• [Entries from a point annotation set]:

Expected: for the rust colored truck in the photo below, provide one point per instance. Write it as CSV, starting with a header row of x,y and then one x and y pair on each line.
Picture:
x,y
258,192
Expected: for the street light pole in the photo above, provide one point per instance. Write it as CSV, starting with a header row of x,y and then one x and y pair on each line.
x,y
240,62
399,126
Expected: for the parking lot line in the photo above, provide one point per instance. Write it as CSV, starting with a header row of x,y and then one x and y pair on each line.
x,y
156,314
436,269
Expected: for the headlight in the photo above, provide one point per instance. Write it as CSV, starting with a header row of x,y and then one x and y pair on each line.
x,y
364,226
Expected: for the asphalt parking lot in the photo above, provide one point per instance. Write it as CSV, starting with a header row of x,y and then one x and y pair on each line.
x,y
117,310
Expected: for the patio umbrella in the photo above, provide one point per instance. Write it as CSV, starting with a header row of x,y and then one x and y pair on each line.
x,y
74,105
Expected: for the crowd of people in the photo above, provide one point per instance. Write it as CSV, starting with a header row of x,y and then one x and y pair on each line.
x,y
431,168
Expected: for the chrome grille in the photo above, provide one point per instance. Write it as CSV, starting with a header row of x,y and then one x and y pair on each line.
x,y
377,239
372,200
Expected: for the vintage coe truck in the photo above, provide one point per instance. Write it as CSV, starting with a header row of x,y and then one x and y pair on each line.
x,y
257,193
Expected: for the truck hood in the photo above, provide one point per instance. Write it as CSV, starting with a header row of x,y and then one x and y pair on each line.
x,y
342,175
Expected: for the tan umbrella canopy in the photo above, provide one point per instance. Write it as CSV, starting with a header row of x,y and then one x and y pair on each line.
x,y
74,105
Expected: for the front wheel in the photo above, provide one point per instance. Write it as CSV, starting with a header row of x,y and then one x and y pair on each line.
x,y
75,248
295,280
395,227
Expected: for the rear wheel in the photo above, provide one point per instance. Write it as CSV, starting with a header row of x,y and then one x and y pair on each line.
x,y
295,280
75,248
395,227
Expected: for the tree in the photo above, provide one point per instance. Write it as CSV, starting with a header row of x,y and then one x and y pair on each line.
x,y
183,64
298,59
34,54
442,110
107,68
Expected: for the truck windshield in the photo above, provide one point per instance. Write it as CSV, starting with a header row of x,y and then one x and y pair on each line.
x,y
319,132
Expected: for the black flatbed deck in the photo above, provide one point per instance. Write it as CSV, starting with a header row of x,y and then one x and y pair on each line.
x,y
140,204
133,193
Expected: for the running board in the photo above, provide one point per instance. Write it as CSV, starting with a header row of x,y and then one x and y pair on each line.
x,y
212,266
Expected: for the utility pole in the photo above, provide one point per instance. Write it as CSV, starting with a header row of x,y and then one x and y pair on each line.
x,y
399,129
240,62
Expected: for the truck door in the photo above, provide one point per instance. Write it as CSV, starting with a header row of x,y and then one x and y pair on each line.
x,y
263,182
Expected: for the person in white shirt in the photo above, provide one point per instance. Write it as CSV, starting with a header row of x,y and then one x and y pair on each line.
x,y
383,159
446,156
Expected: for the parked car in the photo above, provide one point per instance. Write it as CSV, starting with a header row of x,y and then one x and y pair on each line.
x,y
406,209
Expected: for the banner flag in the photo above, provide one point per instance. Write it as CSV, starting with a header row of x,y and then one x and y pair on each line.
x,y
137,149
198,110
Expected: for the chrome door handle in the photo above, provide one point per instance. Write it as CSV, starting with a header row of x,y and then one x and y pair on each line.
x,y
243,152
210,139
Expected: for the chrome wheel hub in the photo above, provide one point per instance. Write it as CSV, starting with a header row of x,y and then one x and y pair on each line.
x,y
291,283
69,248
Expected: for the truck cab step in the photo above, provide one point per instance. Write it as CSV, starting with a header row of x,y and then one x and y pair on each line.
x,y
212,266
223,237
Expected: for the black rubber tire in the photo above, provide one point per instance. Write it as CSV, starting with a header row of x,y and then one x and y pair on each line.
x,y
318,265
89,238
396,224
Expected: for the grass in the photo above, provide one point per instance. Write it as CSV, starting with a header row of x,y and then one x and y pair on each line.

• [Exercise]:
Return all of the entries exactly as written.

• [Reply to the task]:
Expected: for the rust colored truck in the photo below, provide one point per instance. Write it as CSV, starting with a header row of x,y and then one x and y pair on each line.
Picture:
x,y
258,192
Expected: for the street light pole in the photo above, provide one point per instance. Write it as CSV, starting with a header row of x,y and then one x and y pair on each line.
x,y
240,62
399,126
Expected: for the parking lot line in the photo above, provide one point per instance. Write it as CSV, starting with a header row of x,y and then one x and y pair on each line.
x,y
156,314
436,269
Expected: for the headlight in the photo above, provide one point per instance. Write it as CSV, starting with a header row of x,y and then one x and y pair on each line.
x,y
364,226
Expected: for the asphalt parking lot in the photo above, provide one point per instance. Write it as CSV, starting with a header row of x,y and then one x and y pair on each line.
x,y
117,310
Expected: for the patio umbrella in the photo above, provide one point per instance. Write it as CSV, starting with a header row of x,y and then one x and y pair on each line.
x,y
74,105
Expected: for the crowd of people in the photo above, provide one point per instance. Write it as CSV, starting with a header row of x,y and then one x and y pair on each line.
x,y
431,168
Expected: for the chrome grille in the photo above, provide one point per instance. Write it as CSV, starting with a header row of x,y and then one x and y pair on each line.
x,y
377,239
372,200
Expected: for the vintage coe truck in the photo above, provide one point per instance. Write it as CSV, starting with a header row of x,y and then one x and y pair on each line.
x,y
257,193
Expected: for the truck hood in the photo above, provide one point per instance. Write it as CSV, starting with a header row of x,y and then one x and y pair on each line.
x,y
342,175
Expected: for the tan umbrella canopy in the photo above, provide one point per instance. Write it as CSV, starting with a header row of x,y and then one x and y pair on each line.
x,y
74,105
Expected: for the front wheel in the photo above, provide one point per instance. Write it as CSV, starting with a header row of x,y and then one x and y pair on each line.
x,y
75,248
295,280
395,227
Expected: for the rear wheel in the photo above, provide one point per instance. Write it as CSV, starting with a header row of x,y and then one x and y pair on each line.
x,y
295,280
75,248
395,227
Expected: for the tree in the photo above, provide one point per instance. Write it as CSV, starting with a header row of x,y and then one x and y pair on each line.
x,y
183,64
298,59
34,54
442,110
107,68
Expected: for the truck windshield in the photo above, provide one point per instance. Write it as CSV, starting with a header row of x,y and then one x and y pair on each line.
x,y
319,132
Expected: for the black flatbed deck in the photo above, provide one point per instance. Write it as CSV, starting with a header row of x,y and then one x and y pair on each line.
x,y
140,204
133,193
Expected: for the running board in the photo above, provide one point per instance. Write it as CSV, starting with a header row of x,y and then one x and y pair on each line.
x,y
212,266
Expected: for the utility pole in the photo above, provide one point per instance. Write it as CSV, starting with a header row of x,y and then one x and y pair on each line.
x,y
399,129
240,62
Expected: for the truck door in the photo above, provide one point per instance. Write it as CSV, starting with a header row of x,y and then one x and y pair on each line.
x,y
263,182
Expected: for the person in white shirt in the photo above, provide one point per instance. Write it as CSV, starting with a header row of x,y and then one x and y pair on each line.
x,y
383,159
446,156
Expected: for the parked car in the photo above, provide one point per instance. Write it as CSV, starting with a header row of x,y and then one x and y pair on each line.
x,y
406,209
Expected: for the banner flag in the photo above, provide one point per instance. Write it as CSV, starting with a header row of x,y and then one x and y pair on each line.
x,y
137,149
198,110
Expected: for the chrome door handle in the photo above, provide one point per instance. Write it as CSV, starting with a header row of x,y and then one x and y pair on each line.
x,y
243,152
210,139
Expected: for the chrome wheel hub in the photo above, provide one point per instance. Write it as CSV, starting with a header row of x,y and then one x and y pair on each line.
x,y
291,283
69,248
Expected: for the truck cab step in the photo above, provide one point per instance. Write it as CSV, starting with a header row of x,y and then one x and y pair on each line.
x,y
212,266
223,237
Expected: for the black rubber tire in the photo above, provide one point per instance. Write it as CSV, starting with a header row of x,y and then one x and y pair on each line.
x,y
318,265
89,238
396,224
Expected: for the grass in the photo above, provide one point per instance. Write it as CSV, starting with a header row of x,y and then one x and y pair on each line.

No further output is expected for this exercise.